(Excerpts of location labeling data)
- - - - - - -

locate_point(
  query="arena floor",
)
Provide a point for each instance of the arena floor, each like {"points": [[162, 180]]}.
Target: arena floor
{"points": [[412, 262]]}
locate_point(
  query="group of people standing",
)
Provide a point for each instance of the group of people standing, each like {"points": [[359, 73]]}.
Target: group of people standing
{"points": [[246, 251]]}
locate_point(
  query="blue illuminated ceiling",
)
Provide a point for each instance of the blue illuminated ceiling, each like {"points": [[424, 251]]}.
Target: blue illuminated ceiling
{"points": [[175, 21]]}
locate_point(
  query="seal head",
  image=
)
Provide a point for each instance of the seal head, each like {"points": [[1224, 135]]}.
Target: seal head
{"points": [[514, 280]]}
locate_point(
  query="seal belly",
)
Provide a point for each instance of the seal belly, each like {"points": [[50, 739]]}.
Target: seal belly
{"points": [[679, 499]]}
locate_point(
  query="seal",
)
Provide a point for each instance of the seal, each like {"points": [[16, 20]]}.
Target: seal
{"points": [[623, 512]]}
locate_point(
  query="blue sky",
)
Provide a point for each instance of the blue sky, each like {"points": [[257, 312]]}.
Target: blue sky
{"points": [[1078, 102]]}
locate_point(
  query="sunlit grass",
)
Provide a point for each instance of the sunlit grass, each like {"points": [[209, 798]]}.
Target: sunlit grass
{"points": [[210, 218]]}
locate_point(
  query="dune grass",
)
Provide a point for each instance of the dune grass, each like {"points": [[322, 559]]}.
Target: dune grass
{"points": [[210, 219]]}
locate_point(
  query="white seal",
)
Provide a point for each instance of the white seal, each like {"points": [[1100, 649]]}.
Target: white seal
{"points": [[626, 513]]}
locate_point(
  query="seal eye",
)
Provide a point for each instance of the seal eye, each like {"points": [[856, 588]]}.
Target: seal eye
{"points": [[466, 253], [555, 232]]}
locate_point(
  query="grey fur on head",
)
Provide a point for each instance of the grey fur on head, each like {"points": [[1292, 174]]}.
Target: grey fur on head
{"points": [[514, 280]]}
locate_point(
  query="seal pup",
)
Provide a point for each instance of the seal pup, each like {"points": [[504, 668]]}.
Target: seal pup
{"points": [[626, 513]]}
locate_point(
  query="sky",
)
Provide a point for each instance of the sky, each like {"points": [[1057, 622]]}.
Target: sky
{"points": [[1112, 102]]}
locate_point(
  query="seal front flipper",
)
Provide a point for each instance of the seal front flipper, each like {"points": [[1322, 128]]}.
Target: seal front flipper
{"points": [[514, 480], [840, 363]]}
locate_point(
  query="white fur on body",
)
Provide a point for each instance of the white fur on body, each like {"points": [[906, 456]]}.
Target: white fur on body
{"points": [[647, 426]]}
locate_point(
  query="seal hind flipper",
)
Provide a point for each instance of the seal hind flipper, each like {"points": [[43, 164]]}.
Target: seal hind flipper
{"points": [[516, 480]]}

- - - - - - -

Copy every line verbatim.

◆ **ANSWER TO THIS TASK**
locate_point(
  query="arena floor",
)
Provide a point for each instance of the arena floor, each like {"points": [[162, 180]]}.
Target: arena floor
{"points": [[412, 262]]}
locate_point(
  query="group of people standing",
)
Provide a point for each instance of the group of people standing, each like {"points": [[359, 73]]}.
Target: group of people standing
{"points": [[246, 251]]}
locate_point(
  query="blue illuminated ceiling",
)
Provide a point for each instance of the blue illuminated ceiling, each like {"points": [[424, 251]]}.
Target: blue illuminated ceiling
{"points": [[175, 21]]}
locate_point(
  query="seal head",
  image=
)
Provide a point for each instance of the seal head, each like {"points": [[1224, 135]]}.
Target: seal head
{"points": [[514, 280]]}
locate_point(
  query="seal belly",
)
Provide a point for each instance of the seal belly, each like {"points": [[50, 739]]}.
Target: seal belly
{"points": [[679, 499]]}
locate_point(
  query="seal",
)
Provide a point for each instance of the seal, each like {"points": [[16, 20]]}.
Target: seal
{"points": [[623, 512]]}
locate_point(
  query="blue sky",
)
Provide a point for each instance of the blue sky, each like {"points": [[257, 312]]}.
Target: blue sky
{"points": [[1078, 102]]}
locate_point(
  query="sunlit grass",
)
Provide a point for each instance of the sunlit grass, each like {"points": [[209, 798]]}.
Target: sunlit grass
{"points": [[210, 218]]}
locate_point(
  query="dune grass",
)
Provide a point for each instance of the dune grass, each like {"points": [[322, 559]]}.
Target: dune grass
{"points": [[210, 219]]}
locate_point(
  query="white seal",
)
Provide a point for each instance of the white seal, each like {"points": [[1100, 649]]}.
Target: white seal
{"points": [[626, 513]]}
locate_point(
  query="seal eye",
)
Provide a point for each instance of the seal eye, each like {"points": [[856, 588]]}.
Target: seal eye
{"points": [[466, 253], [555, 232]]}
locate_point(
  query="grey fur on head",
)
Provide a point for each instance of the grey fur on head, each like {"points": [[1292, 174]]}.
Target: grey fur on head
{"points": [[514, 280]]}
locate_point(
  query="seal pup",
)
Provide a point for each instance of the seal pup, each like {"points": [[504, 668]]}.
Target: seal pup
{"points": [[626, 513]]}
locate_point(
  query="sky",
)
Provide a point for each instance of the sky, each like {"points": [[1057, 622]]}.
Target: sky
{"points": [[1112, 102]]}
locate_point(
  query="seal front flipper",
)
Provide a point for each instance of the seal front flipper, each like {"points": [[1322, 128]]}.
Target: seal front flipper
{"points": [[514, 480], [840, 363]]}
locate_point(
  query="white fur on body",
)
Provide a point for each instance of the white fur on body, each like {"points": [[906, 456]]}.
Target: white fur on body
{"points": [[647, 426]]}
locate_point(
  query="seal hind flipper",
)
Provide a point for each instance of the seal hind flipper, each like {"points": [[43, 164]]}.
Target: seal hind flipper
{"points": [[516, 480]]}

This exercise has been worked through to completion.